## Bagian Dokumen
Kearifan Lokal sebagai Bentuk Mitigasi Bencana Masyarakat Adat Kampung Naga Kabupaten Tasikmalaya

Kearifan Lokal sebagai Bentuk Mitigasi Bencana Masyarakat Adat Kampung Naga Kabupaten Tasikmalaya
0 Komentar

Mitigasi untuk mencegah longsor dilakukan dengan membuat lahan sawah dan kebun campuran berundak-undak mengikuti kontur. Demikian pula halnya dalam menata letak bangunan. Bangunan diletakan mengikuti kontur. Agar tidak mudah longsor, maka undakan tanah diberi batu dicampur tanah liat. Selain itu tebing yang curam di kebun campuran atau sawah ditanami pohon bambu atau aren untuk mencegah longsor. Hal tersebut adalah bentuk mitigasi struktural yang dilakukan masyarakat Kampung Naga yang berpedoman pada amanah untuk selalu menjaga keharmonisan dengan alam.

## Baris yang Diberikan

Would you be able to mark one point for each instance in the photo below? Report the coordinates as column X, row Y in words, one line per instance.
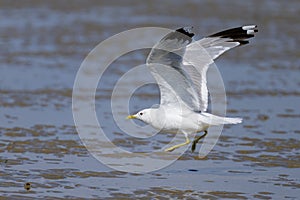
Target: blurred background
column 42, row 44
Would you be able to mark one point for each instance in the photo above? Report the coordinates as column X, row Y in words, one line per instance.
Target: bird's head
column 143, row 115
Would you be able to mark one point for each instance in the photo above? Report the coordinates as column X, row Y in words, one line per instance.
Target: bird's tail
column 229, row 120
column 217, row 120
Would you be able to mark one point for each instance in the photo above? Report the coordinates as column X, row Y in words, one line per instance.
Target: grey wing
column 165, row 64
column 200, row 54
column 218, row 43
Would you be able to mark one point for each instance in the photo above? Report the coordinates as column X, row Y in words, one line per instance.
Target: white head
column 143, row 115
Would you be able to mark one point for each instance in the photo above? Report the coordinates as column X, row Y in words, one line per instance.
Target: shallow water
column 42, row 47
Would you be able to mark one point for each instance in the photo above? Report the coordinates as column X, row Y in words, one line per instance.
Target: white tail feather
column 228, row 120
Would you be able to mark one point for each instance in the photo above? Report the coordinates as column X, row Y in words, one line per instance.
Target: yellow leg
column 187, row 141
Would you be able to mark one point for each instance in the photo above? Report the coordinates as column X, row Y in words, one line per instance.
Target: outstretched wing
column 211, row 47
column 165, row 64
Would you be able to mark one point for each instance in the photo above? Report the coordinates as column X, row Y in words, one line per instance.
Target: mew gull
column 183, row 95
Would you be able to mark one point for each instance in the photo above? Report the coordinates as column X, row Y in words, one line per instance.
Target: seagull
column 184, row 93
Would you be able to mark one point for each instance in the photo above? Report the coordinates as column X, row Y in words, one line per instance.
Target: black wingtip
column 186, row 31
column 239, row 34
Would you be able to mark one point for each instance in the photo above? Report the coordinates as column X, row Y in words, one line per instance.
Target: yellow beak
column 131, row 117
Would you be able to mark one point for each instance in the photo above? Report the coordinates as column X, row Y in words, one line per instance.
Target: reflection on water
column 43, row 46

## Soal dan Tugas
[1] Dalam teks tentang mitigasi bencana di Kampung Naga, pohon apa yang ditanam di tebing curam kebun campuran atau sawah untuk mencegah longsor?
[2] Lanjutkan teks tentang mitigasi bencana di Kampung Naga, mulai sesudah kalimat terakhirnya.

## Jawaban per Soal
[1] Pohon bambu atau aren.

[2]
Bentuk mitigasi non struktural untuk mengurangi risiko bencana banjir adalah dengan menata ruang kampung dan perumahan sedemikian rupa, sehingga air dari tempat tinggi di bagian barat kampung dapat mengalir secara gravitasi ke sungai Ciwulan di bagian timur. Peletakan bangunan memanjang barat-timur mengikuti kontur dengan pola grid menghadap utara atau selatan. Pola peletakan rumah tersebut merupakan kearifan tradisional, karena lorong antar bangunan yang memanjang barat-timur selain digunakan sebagai jalur pergerakan juga sebagai saluran drainase. Tapak bangunan lebih tinggi + 15 cm dari lorong yang berfungsi sebagai drainase tersebut. Dengan demikian apabila hujan, air dari atap jatuh ke lorong tersebut mengalir ke tempat yang rendah tanpa membasahi bagian bawah rumah. Setelah hujan reda, tidak ada air tergenang di kawasan perumahan semua air mengalir ke sungai Ciwulan di bagian timur.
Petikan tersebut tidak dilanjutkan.